▸ **Work to complete**:
Report each line of the material that contains the string "yellow". Matching is case-sensitive.

········

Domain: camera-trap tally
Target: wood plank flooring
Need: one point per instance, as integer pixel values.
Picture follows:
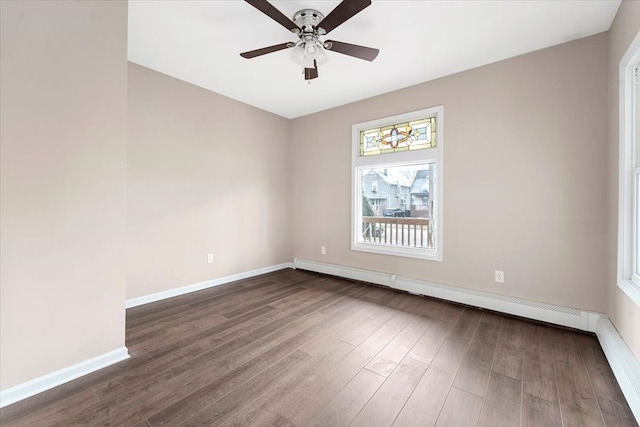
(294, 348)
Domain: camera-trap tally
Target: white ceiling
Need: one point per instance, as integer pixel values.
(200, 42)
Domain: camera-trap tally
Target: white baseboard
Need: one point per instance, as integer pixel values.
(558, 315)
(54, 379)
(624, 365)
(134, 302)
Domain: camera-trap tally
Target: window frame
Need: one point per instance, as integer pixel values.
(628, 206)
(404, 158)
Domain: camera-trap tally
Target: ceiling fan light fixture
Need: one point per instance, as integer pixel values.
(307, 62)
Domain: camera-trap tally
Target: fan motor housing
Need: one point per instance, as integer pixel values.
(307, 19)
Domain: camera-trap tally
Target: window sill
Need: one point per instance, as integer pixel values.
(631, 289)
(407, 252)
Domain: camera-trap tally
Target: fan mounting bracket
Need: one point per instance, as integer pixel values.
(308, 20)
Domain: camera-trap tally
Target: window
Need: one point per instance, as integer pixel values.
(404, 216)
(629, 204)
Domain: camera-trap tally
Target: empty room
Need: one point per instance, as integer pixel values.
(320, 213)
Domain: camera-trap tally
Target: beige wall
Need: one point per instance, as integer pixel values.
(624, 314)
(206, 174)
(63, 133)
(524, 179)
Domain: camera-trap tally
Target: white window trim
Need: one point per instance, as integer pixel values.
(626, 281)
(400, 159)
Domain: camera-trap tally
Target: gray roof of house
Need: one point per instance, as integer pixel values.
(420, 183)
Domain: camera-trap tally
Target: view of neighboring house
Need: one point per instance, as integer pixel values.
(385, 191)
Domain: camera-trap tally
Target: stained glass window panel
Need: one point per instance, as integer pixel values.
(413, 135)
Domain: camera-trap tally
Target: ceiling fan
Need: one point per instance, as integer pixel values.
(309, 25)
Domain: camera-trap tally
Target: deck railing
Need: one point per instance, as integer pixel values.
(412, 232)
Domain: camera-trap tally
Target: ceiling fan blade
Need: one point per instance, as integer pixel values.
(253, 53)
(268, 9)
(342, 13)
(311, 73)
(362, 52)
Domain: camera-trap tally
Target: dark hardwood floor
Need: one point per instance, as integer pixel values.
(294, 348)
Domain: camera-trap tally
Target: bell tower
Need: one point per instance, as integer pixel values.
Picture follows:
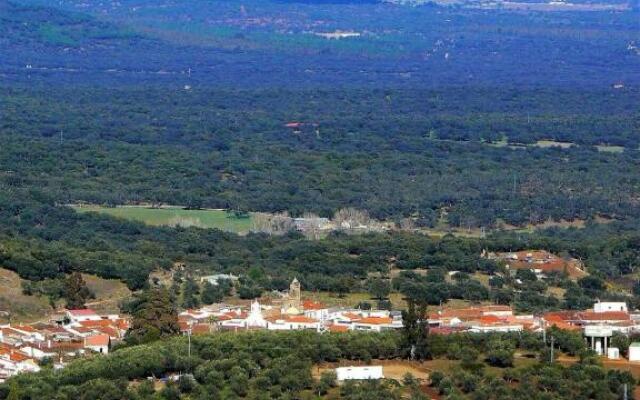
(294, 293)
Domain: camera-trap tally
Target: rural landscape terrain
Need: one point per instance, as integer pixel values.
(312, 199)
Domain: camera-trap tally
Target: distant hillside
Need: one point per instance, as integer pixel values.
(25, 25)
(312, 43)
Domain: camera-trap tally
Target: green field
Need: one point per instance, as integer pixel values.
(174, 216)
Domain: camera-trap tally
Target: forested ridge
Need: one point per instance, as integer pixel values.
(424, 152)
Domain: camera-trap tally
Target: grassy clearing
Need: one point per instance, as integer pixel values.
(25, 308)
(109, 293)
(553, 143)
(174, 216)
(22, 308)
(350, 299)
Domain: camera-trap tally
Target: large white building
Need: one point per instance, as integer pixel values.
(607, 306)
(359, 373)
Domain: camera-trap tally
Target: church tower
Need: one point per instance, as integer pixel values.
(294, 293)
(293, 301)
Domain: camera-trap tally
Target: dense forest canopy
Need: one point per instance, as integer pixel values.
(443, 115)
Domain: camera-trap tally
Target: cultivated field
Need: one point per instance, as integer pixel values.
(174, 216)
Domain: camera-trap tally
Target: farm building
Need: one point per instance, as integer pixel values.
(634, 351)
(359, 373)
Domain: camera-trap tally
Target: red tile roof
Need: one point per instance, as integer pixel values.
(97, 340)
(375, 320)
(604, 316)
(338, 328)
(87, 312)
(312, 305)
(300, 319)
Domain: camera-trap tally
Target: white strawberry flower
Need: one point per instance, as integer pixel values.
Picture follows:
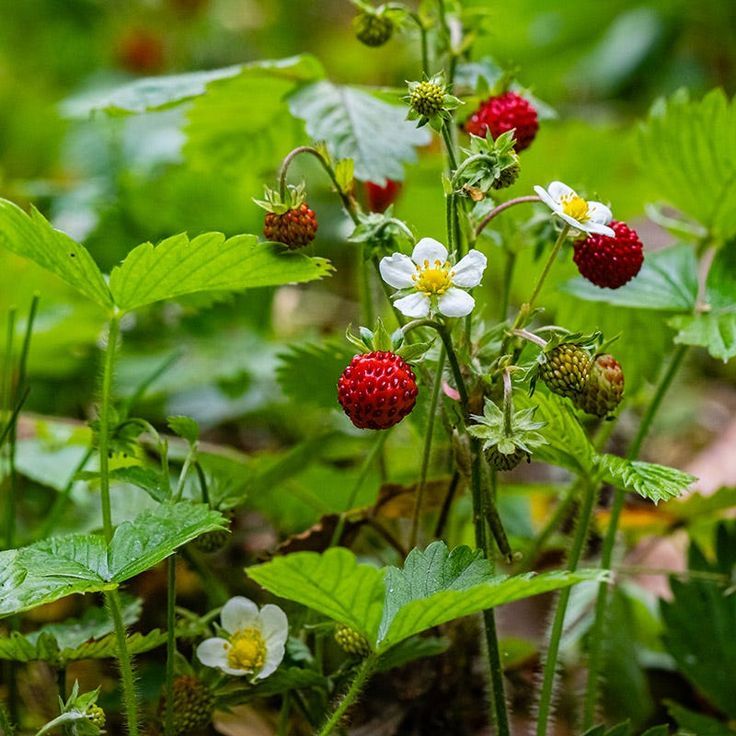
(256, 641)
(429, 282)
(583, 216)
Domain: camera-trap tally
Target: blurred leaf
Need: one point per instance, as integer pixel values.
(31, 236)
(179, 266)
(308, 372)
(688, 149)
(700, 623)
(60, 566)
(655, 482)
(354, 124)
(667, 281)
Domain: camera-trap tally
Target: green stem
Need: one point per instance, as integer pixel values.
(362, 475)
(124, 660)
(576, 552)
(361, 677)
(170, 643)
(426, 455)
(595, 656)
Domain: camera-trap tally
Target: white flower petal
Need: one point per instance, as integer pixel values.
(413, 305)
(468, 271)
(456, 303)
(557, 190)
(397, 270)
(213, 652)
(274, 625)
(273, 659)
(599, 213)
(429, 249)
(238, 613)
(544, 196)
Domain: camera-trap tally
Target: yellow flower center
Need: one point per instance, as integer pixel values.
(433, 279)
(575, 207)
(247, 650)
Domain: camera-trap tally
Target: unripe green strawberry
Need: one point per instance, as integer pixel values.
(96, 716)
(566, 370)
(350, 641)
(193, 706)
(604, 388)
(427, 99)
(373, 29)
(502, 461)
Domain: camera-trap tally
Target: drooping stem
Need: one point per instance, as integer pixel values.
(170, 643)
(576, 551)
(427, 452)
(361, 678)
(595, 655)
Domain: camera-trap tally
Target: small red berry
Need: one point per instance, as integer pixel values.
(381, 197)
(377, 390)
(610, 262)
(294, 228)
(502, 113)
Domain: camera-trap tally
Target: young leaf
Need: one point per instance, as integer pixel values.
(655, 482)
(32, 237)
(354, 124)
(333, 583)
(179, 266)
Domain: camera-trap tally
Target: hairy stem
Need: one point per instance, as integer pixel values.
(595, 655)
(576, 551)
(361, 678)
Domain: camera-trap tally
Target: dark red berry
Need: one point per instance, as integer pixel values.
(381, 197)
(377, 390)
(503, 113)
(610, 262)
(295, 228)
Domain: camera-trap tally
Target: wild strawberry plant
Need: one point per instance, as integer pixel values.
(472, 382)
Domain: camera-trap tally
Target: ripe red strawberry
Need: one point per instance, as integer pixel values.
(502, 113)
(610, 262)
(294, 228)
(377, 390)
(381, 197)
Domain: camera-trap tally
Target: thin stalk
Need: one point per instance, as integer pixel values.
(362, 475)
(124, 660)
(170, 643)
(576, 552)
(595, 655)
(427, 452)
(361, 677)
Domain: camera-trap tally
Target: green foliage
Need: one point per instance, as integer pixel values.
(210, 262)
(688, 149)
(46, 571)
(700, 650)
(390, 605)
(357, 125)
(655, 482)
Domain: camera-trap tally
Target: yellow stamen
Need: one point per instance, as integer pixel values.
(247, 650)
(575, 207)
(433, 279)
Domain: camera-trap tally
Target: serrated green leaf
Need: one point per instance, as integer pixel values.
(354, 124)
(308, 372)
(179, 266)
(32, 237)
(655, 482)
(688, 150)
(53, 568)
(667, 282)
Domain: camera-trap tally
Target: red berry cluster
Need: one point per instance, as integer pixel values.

········

▸ **Response for this exercise**:
Target: yellow flower center
Target: yellow stamen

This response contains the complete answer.